> _What you have to do_:
Reproduce the passage of the Kia Soul article word for word, starting at "They also brought" and ending at "got a deal).".

> _Article_:
^^^^

My dad is a complex person like all dads are, but he’s not a complicated one. So when I saw that his 2012 Kia Soul suddenly had a Bertone orange steering wheel lock hugging the well-worn wheel, I was certain he didn’t buy it with his own money and quickly asked how he’d procured it. “Kia sent it to me,” he explained.
The topic of my dad’s thrift has surfaced here before, so I should clarify that both my parents are extremely generous. When they showed up yesterday to visit, they brought a Lego kit for my daughter and enough chocolate to keep me content until Halloween.
They also brought their Kia Soul+, a car with more than 175,000 miles on the original spark plugs. The little subcompact has held up quite well and needed very little aside from routine maintenance items, though the steering wheel is chipping and the original key broke off the car’s apparently useless fob. With apologies to Huibert, the only adornments are the cross-drilled rotors and red front brake calipers my dad recently installed (my dad used to work security for NHRA events in Houston and knew a guy with a brake company, so he got a deal).
There’s a loud whine as the car drives – one that my dad insists is caused by air running through the rotors, but clearly is a failing wheel bearing (or two). I will eventually convince him to fix that. In the meantime, my dad’s most immediate concern has recently been keeping the Soul from getting stolen.
Why? Because some teenagers figured out how to steal Kia products with a USB cable and told everyone on TikTok about it. I’d like to say this is some sort of hi-tech kid hacking, but it turns out someone just realized that a bunch of Kia and Hyundai products were sold without the immobilizers common on lots of modern cars. If you knock the cylinder pin-tumbler part of the lock off (which you can do with almost no effort), you can just stick a USB-sized whatever in the hole and the car starts like normal.
This omission was probably a cost-save, but between the recall and the $200 million settlement, I’m not sure that’s ultimately worked out for the company.

^^^^

Data lines:
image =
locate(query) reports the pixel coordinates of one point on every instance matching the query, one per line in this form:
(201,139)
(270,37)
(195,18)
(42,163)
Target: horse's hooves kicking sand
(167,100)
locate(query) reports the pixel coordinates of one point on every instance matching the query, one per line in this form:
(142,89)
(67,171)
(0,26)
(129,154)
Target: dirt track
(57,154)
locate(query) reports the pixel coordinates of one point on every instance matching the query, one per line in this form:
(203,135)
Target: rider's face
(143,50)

^^^^

> _Solved problem_:
They also brought their Kia Soul+, a car with more than 175,000 miles on the original spark plugs. The little subcompact has held up quite well and needed very little aside from routine maintenance items, though the steering wheel is chipping and the original key broke off the car’s apparently useless fob. With apologies to Huibert, the only adornments are the cross-drilled rotors and red front brake calipers my dad recently installed (my dad used to work security for NHRA events in Houston and knew a guy with a brake company, so he got a deal).